#### Metin bölümü ####

Kutupsuz dünya mümkün mü?

Yakın zamanda Nobel Akademik Yayıncılık’tan çıkan Doğa ve İnsanlığın Küresel Krizlerine Karşı Kutupsuz Dünya Düzeni isimli kitap çalışması üzerine, kitabın yazarı Ethem Paksoy ile bir söyleşi gerçekleştirdik.

Kutupsuz dünya mümkün mü?
Kutupsuz dünya mümkün mü?
GİRİŞ 17.03.2025 12:03 GÜNCELLEME 17.03.2025 12:03

Yakın zamanda Nobel Akademik Yayıncılık’tan çıkan Doğa ve İnsanlığın Küresel Krizlerine Karşı Kutupsuz Dünya Düzeni isimli kitap çalışması üzerine, kitabın yazarı Ethem Paksoy ile bir söyleşi gerçekleştirdik.

Doğa ve İnsanlığın Küresel Krizlerine Karşı Kutupsuz Dünya Düzeni isimli kitabı yazmaya neden ihtiyaç duydunuz?

####

Görev A: Kutupsuz dünya söyleşisinde “GİRİŞ 17.03.2025 12:03” ifadesinden başlayıp aşağıya doğru “neden ihtiyaç duydunuz?” ifadesine kadar olan bölümün tamamını hiçbir değişiklik yapmadan alıntılayınız.

#### Kayıtlı veriler ####

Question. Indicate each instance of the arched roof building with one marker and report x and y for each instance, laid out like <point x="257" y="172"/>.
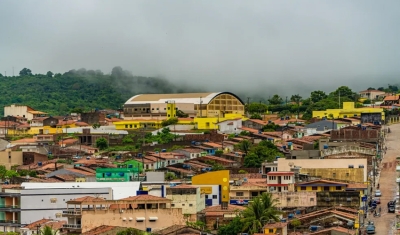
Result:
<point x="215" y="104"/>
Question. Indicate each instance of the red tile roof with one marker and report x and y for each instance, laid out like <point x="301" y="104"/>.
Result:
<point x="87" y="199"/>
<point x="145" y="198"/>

####
#### Kayıtlı veriler ####

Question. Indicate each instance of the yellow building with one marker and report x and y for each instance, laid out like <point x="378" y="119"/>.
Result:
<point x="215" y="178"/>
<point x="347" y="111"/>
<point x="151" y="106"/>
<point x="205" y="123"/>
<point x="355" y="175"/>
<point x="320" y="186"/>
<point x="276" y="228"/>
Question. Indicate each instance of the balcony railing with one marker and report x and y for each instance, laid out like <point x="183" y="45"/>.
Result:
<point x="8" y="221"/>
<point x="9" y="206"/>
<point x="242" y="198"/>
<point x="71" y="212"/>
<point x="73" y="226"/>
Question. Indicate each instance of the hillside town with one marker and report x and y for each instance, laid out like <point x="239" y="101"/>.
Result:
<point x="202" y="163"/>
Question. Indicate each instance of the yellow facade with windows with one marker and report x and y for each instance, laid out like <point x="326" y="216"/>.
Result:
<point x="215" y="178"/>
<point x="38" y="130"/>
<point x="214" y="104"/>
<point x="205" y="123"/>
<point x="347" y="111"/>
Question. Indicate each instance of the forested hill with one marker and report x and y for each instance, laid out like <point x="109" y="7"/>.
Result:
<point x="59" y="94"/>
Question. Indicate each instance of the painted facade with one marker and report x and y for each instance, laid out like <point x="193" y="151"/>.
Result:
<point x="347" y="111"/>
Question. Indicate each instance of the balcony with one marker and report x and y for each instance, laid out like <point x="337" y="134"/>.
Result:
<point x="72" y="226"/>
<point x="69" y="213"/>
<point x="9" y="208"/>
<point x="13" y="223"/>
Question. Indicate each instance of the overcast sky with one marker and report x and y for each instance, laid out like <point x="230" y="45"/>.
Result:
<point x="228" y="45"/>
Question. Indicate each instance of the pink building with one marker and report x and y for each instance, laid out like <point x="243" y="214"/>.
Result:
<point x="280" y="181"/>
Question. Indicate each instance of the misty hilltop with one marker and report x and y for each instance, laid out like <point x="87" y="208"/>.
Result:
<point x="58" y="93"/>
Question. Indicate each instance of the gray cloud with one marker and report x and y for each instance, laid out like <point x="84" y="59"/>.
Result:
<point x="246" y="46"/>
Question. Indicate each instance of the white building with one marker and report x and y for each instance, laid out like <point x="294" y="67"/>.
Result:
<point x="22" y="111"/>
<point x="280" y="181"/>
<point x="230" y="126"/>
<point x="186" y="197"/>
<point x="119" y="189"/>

####

Görev B: Kayıtlarda “facade” dizgesini içeren satırları sayınız. Büyük-küçük harf ayrımını gözetiniz ve yalnızca sayıyı yazınız.

Görev çıktısı A:
GİRİŞ 17.03.2025 12:03 GÜNCELLEME 17.03.2025 12:03

Yakın zamanda Nobel Akademik Yayıncılık’tan çıkan Doğa ve İnsanlığın Küresel Krizlerine Karşı Kutupsuz Dünya Düzeni isimli kitap çalışması üzerine, kitabın yazarı Ethem Paksoy ile bir söyleşi gerçekleştirdik.

Doğa ve İnsanlığın Küresel Krizlerine Karşı Kutupsuz Dünya Düzeni isimli kitabı yazmaya neden ihtiyaç duydunuz?

Görev çıktısı B: 2